Work to be completed: Update the lines below by replacing every "the service" with "the annotator", keeping everything else the same, and leave the pictures out of your answer.

[Rows from a dataset]
+ + + + + + +
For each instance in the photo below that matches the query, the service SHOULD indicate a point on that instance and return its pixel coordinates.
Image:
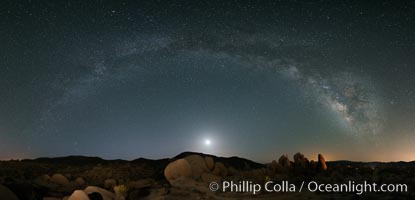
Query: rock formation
(177, 169)
(321, 165)
(284, 161)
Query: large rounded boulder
(197, 164)
(79, 195)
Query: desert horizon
(188, 99)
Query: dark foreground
(189, 175)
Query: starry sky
(255, 79)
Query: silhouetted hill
(71, 160)
(235, 162)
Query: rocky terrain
(188, 175)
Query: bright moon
(208, 142)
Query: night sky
(254, 79)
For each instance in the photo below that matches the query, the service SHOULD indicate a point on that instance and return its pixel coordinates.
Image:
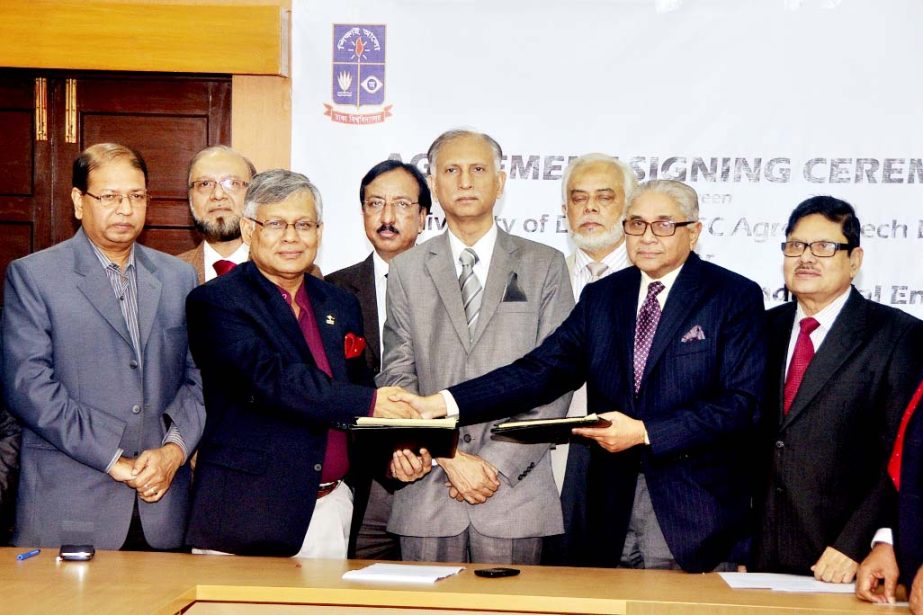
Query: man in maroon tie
(840, 371)
(281, 355)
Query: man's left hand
(622, 434)
(154, 470)
(835, 567)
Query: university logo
(358, 74)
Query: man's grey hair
(682, 194)
(213, 150)
(629, 180)
(451, 135)
(276, 185)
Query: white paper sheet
(784, 583)
(401, 573)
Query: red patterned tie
(894, 463)
(645, 328)
(804, 352)
(222, 267)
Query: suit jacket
(269, 409)
(196, 258)
(910, 501)
(427, 348)
(697, 400)
(359, 279)
(72, 378)
(822, 467)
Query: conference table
(162, 583)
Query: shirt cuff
(118, 454)
(884, 535)
(451, 408)
(174, 437)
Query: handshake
(396, 403)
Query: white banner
(757, 104)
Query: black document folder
(556, 431)
(381, 437)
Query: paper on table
(402, 573)
(784, 583)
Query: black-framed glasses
(275, 226)
(822, 249)
(660, 228)
(114, 199)
(402, 206)
(228, 184)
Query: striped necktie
(471, 288)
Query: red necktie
(222, 267)
(894, 463)
(804, 352)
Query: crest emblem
(358, 73)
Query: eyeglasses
(276, 226)
(820, 249)
(660, 228)
(401, 205)
(114, 199)
(228, 184)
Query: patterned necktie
(804, 352)
(596, 270)
(471, 288)
(222, 266)
(894, 463)
(646, 326)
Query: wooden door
(165, 117)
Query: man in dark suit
(678, 378)
(282, 366)
(395, 202)
(96, 368)
(840, 371)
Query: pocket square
(513, 292)
(694, 333)
(353, 345)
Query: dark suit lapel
(845, 336)
(95, 286)
(441, 269)
(502, 263)
(149, 289)
(330, 324)
(682, 300)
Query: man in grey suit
(458, 306)
(97, 369)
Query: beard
(222, 229)
(597, 241)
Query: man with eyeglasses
(282, 366)
(394, 201)
(97, 370)
(672, 352)
(840, 371)
(594, 190)
(217, 179)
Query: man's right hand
(429, 407)
(471, 479)
(388, 406)
(879, 565)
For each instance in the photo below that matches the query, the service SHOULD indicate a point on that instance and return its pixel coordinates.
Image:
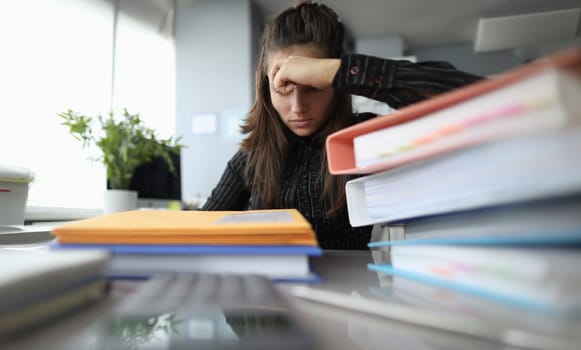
+ + + + + + +
Task result:
For each instance in the photo below that matches the query, the annotator SHOULD indicate a point on that instance and return its pixel coordinates.
Image:
Query: rock formation
(177, 169)
(321, 165)
(284, 161)
Query: large rounded boulder
(197, 164)
(79, 195)
Query: desert horizon
(188, 99)
Query: dark foreground
(189, 175)
Query: starry sky
(255, 79)
Query: silhouetted hill
(71, 160)
(235, 162)
Query: rocky terrain
(188, 175)
Query: bright moon
(208, 142)
Query: night sky
(254, 79)
For each instance in the photo below that matches the query, the annotator SHOULD indicate a point on that instance and return its pixel coordinates.
Image:
Query: man in maroon tie
(840, 371)
(281, 355)
Query: man's left hand
(622, 434)
(154, 470)
(835, 567)
Query: university logo
(358, 74)
Query: man's grey hair
(682, 194)
(213, 150)
(629, 180)
(451, 135)
(276, 185)
Query: white paper sheet
(784, 583)
(401, 573)
Query: red patterned tie
(894, 463)
(645, 328)
(804, 352)
(222, 267)
Query: suit jacket
(269, 409)
(196, 258)
(910, 501)
(427, 348)
(697, 400)
(359, 279)
(72, 378)
(822, 467)
Query: conference table
(162, 583)
Query: shirt cuff
(118, 454)
(884, 535)
(451, 408)
(174, 437)
Query: handshake
(396, 403)
Query: white banner
(757, 104)
Query: black document folder
(556, 431)
(381, 437)
Query: paper on table
(402, 573)
(784, 583)
Query: black-framed glasses
(275, 226)
(822, 249)
(660, 228)
(114, 199)
(402, 206)
(228, 184)
Query: striped necktie
(471, 288)
Query: red necktie
(222, 267)
(894, 463)
(804, 352)
Query: crest emblem
(358, 73)
Query: eyeglasses
(276, 226)
(820, 249)
(660, 228)
(401, 205)
(114, 199)
(228, 184)
Query: patterned necktie
(804, 352)
(596, 270)
(471, 288)
(222, 266)
(894, 463)
(646, 326)
Query: wooden door
(165, 117)
Query: man in dark suit
(678, 378)
(282, 366)
(395, 202)
(96, 368)
(840, 371)
Query: pocket square
(513, 292)
(694, 333)
(353, 345)
Query: dark suit lapel
(845, 336)
(95, 286)
(441, 269)
(502, 263)
(149, 289)
(330, 324)
(682, 300)
Query: man in grey suit
(458, 306)
(97, 369)
Query: beard
(222, 229)
(597, 241)
Query: man with eyeglasses
(282, 366)
(394, 201)
(97, 370)
(672, 352)
(840, 371)
(594, 190)
(217, 179)
Query: man's right hand
(429, 407)
(471, 479)
(388, 406)
(879, 565)
For each instance in the photo below that matches the query, the annotator SHOULD indicate a point on that instance and return its pixel coordinates.
Image:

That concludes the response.